23

Why does gcc allow extern declarations of type void? Is this an extension or standard C? Are there acceptable uses for this?

I am guessing it is an extension, but I don't find it mentioned at:
http://gcc.gnu.org/onlinedocs/gcc-4.3.6/gcc/C-Extensions.html

$ cat extern_void.c
extern void foo; /* ok in gcc 4.3, not ok in Visual Studio 2008 */
void* get_foo_ptr(void) { return &foo; }

$ gcc -c extern_void.c # no compile error

$ gcc --version | head -n 1
gcc (Debian 4.3.2-1.1) 4.3.2

Defining foo as type void is of course a compile error:

$ gcc -c -Dextern= extern_void.c
extern_void.c:1: error: storage size of ‘foo’ isn’t known

For comparison, Visual Studio 2008 gives an error on the extern declaration:

$ cl /c extern_void.c 
Microsoft (R) 32-bit C/C++ Optimizing Compiler Version 15.00.21022.08 for 80x86
Copyright (C) Microsoft Corporation.  All rights reserved.

Data excerpt:
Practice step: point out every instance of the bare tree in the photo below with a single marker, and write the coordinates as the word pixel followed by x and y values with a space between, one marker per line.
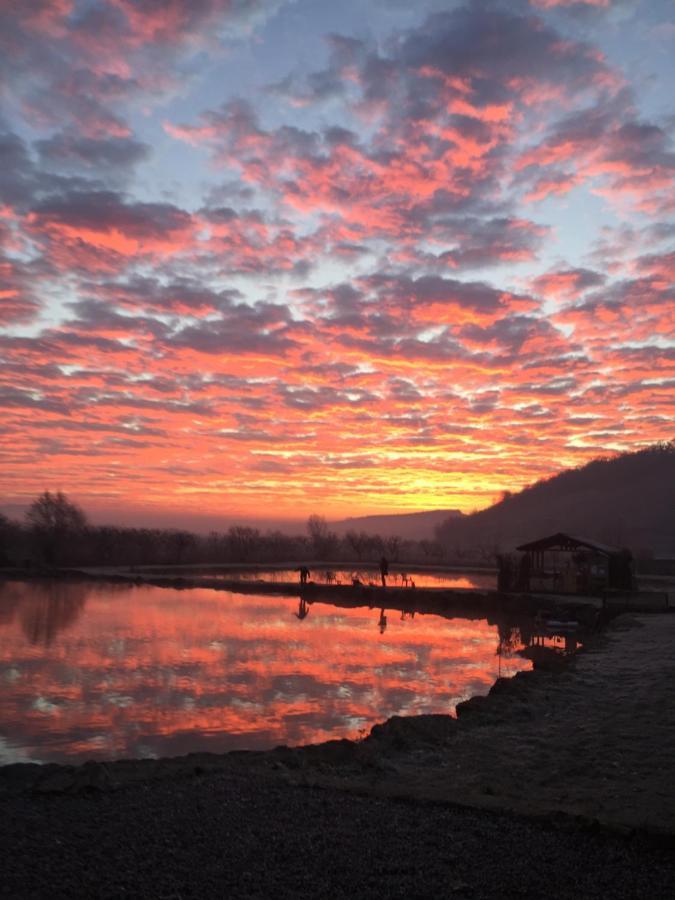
pixel 56 524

Problem description: In the forum post about extern void declarations in gcc, revise the part starting at "For comparison, Visual" and ending at "All rights reserved.", changing "Optimizing Compiler" to "Compiler" throughout. None of this data matters here.

Answer below:
For comparison, Visual Studio 2008 gives an error on the extern declaration:

$ cl /c extern_void.c 
Microsoft (R) 32-bit C/C++ Compiler Version 15.00.21022.08 for 80x86
Copyright (C) Microsoft Corporation.  All rights reserved.